**ASSIGNMENT:** Retype the tail of the data exactly, starting at the line containing "the red shorts" and stopping at the last line.

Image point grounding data
***
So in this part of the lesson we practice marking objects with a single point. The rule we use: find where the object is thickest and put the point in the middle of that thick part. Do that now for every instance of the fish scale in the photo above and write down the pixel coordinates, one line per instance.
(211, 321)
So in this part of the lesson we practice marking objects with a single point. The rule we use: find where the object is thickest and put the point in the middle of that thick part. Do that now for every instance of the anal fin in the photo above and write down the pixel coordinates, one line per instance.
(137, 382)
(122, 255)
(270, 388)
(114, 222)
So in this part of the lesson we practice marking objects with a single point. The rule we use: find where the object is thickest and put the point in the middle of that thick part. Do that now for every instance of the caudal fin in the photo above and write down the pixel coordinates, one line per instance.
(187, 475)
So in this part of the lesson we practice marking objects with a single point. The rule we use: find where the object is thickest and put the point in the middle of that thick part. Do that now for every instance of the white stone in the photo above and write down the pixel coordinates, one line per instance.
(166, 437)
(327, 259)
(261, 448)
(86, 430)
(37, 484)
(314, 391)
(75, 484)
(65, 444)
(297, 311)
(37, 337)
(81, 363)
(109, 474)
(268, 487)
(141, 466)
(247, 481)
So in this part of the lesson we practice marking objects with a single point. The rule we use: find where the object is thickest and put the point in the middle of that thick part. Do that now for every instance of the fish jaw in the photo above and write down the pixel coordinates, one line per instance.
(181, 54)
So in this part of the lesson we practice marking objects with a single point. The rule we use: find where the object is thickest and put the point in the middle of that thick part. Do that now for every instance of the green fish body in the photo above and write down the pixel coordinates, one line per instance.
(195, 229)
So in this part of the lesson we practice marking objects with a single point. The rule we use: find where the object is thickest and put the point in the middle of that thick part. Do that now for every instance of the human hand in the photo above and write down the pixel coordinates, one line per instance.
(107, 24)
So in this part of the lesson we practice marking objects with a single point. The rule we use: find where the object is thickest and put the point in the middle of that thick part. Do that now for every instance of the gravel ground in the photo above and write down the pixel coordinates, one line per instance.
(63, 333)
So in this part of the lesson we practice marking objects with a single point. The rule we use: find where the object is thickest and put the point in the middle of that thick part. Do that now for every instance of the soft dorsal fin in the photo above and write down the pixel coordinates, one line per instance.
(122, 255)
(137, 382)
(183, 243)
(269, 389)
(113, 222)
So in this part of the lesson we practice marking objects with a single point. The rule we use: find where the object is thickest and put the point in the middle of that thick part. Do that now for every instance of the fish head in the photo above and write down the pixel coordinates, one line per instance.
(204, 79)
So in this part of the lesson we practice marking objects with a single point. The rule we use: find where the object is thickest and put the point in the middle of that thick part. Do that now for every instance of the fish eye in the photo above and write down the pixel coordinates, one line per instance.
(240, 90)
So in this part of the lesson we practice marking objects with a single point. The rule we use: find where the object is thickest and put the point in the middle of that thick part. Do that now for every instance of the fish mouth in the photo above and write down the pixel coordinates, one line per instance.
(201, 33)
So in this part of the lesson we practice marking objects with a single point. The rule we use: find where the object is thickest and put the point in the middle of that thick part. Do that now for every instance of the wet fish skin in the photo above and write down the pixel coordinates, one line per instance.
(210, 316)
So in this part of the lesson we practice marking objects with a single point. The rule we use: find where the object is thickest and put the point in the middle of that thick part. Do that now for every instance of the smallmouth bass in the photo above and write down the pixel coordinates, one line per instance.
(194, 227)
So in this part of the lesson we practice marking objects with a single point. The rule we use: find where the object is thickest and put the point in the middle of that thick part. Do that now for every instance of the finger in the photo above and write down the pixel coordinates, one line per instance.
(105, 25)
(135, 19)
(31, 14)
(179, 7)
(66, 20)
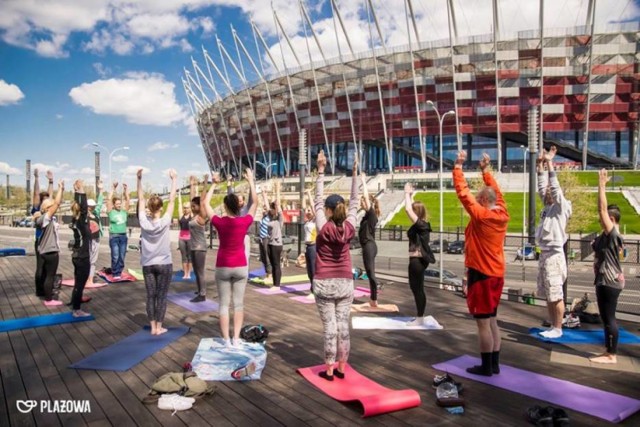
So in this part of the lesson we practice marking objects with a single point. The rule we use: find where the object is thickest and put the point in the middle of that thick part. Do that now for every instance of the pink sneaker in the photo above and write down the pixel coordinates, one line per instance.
(53, 303)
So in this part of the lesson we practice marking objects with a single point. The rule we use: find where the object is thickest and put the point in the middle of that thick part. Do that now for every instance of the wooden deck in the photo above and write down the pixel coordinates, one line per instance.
(34, 362)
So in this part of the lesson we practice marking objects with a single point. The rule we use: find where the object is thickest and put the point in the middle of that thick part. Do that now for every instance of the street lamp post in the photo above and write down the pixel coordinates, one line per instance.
(95, 144)
(441, 121)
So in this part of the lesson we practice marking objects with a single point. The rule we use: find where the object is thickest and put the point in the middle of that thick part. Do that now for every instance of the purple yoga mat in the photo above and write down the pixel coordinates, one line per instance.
(602, 404)
(183, 300)
(284, 289)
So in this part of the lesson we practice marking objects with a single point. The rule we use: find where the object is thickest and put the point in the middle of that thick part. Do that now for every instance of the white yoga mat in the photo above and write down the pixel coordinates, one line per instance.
(392, 323)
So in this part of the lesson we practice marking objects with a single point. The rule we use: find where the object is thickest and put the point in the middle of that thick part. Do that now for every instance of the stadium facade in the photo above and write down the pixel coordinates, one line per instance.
(584, 84)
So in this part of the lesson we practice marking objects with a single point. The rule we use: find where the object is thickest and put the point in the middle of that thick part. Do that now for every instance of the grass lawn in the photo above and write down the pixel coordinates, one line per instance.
(453, 211)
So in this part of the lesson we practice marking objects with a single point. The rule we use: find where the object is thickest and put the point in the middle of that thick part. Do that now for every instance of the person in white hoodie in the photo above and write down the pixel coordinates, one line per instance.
(551, 236)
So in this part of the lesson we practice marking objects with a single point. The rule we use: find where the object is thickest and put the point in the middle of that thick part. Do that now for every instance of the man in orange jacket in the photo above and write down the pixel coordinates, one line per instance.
(484, 259)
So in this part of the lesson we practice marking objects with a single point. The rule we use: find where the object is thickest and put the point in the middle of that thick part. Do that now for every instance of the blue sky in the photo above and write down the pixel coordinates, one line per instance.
(109, 71)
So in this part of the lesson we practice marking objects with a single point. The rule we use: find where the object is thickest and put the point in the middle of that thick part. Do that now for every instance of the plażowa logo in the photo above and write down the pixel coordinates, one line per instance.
(55, 406)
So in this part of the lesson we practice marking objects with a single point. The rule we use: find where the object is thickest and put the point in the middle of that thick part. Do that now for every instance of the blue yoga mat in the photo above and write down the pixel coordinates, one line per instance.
(12, 252)
(593, 336)
(259, 272)
(178, 276)
(127, 353)
(183, 299)
(37, 321)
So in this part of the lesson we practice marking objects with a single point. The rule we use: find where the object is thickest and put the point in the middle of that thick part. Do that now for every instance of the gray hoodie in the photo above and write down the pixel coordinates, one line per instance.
(551, 233)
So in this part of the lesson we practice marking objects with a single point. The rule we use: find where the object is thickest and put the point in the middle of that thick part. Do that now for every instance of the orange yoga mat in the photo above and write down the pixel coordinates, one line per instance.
(374, 398)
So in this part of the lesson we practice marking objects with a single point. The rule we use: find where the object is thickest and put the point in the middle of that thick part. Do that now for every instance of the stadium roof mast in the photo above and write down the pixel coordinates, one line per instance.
(371, 11)
(223, 123)
(246, 88)
(408, 4)
(303, 11)
(496, 35)
(266, 84)
(451, 20)
(591, 19)
(336, 12)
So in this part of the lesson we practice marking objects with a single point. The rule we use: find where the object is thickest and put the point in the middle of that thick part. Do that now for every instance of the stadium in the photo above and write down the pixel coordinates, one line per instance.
(576, 87)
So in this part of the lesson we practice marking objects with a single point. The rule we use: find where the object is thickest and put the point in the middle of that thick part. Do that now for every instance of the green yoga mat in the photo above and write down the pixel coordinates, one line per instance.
(285, 279)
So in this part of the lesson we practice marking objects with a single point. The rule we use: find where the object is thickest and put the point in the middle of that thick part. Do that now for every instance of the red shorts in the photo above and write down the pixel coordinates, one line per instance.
(483, 294)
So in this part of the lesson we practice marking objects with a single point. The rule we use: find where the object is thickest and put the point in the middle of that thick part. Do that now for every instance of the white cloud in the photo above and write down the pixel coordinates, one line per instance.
(9, 93)
(141, 98)
(7, 169)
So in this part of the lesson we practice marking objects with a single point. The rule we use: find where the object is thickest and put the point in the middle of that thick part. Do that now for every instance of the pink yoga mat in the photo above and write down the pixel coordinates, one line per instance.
(375, 399)
(602, 404)
(71, 282)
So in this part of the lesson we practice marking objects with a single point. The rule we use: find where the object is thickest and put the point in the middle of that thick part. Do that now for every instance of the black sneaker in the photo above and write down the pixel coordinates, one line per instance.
(540, 416)
(446, 378)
***
**RESULT OF THIS TASK:**
So in this part of the lesson we practice marking objects with a single point. The rule we use: find where the object is thickest and put the point in the middle of that thick part. Do that now for every instance of the red shorts in the photo above and write down the pixel coordinates, one line per instance.
(483, 294)
So in this part of the lesson we practice marking objects with a single point. The rule we use: find where the object is thickest and put the point in the middle of that thick part. Do that now for every instance of the white cloud in the photo above and write down the pixel coordinates, one line per instance.
(9, 93)
(141, 98)
(7, 169)
So in this part of the lesson we practice marking objects with a single point. The rule we use: find where the object is thickest and put the point in the middle of that thick part. Do that now for every instance of the pink yoga mat in the photo above and write down the pixel coordinates, one line per instance.
(375, 399)
(602, 404)
(71, 282)
So in this part of the lesson we practice marking objects with a single point. The rule we use: find where the object is thickest and put the point in the middle of that thick part. Do that now for every instance of the black sneaker in the photo above and write down the pixel coordinates, one line per instance.
(540, 416)
(446, 378)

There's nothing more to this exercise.